SET EXERCISE => Carry the cyberbullying essay about Quora forward from its final sentence, "Users police their own."

EXCERPTED PASSAGE =>
Cyberbullying: I’ll Stop if You Stop

I recently became very involved with the question-and-answer online forum, Quora. If you haven’t heard of it, don’t feel discouraged; neither had I until two months ago.

Quora copies the format of other Q&A sites like Reddit where individuals can go online and pose questions to other people. However, Quora has some controls that other sites don’t have. For one, it makes a genuine effort to vet “subject matter experts” in their respective field. It doesn’t necessarily need to be a professional discipline, either. For example, you may not be working because you are a stay-at-home mother of four. But a great many first-time mothers may seek after that experience and knowledge. Those mothers may need an answer to a question about something pertaining to raising a child. You would certainly qualify (you qualify better than I do, anyway). Additionally, the golden rule on Quora is “BNBR”, or “Be Nice, Be Respectful”. It comes up frequently amongst Quora users. Users police their own.

DATA LINES =>
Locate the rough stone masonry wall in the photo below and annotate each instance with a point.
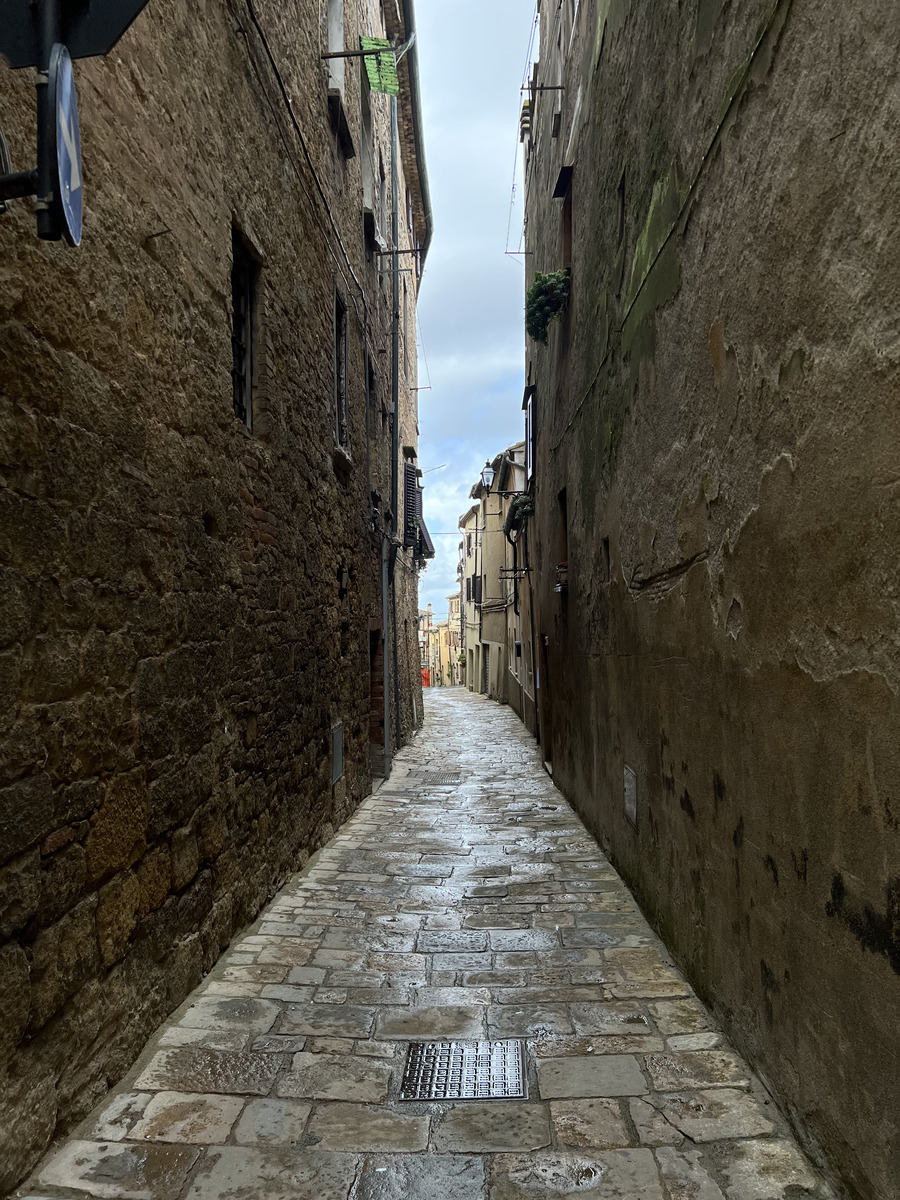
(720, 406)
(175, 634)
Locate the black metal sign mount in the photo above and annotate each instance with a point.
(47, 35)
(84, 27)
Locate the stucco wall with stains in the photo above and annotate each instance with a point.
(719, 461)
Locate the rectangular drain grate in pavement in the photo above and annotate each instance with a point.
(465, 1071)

RESULT =>
It’s this BNBR concept that got me thinking… There are some brilliant, BRILLIANT people on Quora—physicists, engineers, physicians, linguists, etc. And, make no mistake, some of them know just how brilliant they really are. A question may be posed to them on their areas of expertise, and although their answers are accurate they are equally snide and belittling at times. These individuals typically have a large group of “followers” who monitor their every response. So, to play to the audience, the answers continue to be more snide and undermining. More followers join on to enjoy the theater, and the cycle repeats itself.

Now let me clarify; I don’t want to seem like I am picking on Quora; it’s honestly one of my favorite websites and the vast majority of Quora users are a welcoming, pleasant group. I encourage to you to go on the site and take a look (you can even look at some of my answers…. hint, hint). But admittedly, there are some bad apples in the fruit basket. These bad apples and their mocking answers still meet the stipulations of the BNBR policy, but it can still be embarrassing for the person asking the question. You can find these kinds of people all the internet-world over, even on a site that prides itself on mutual decency toward all users.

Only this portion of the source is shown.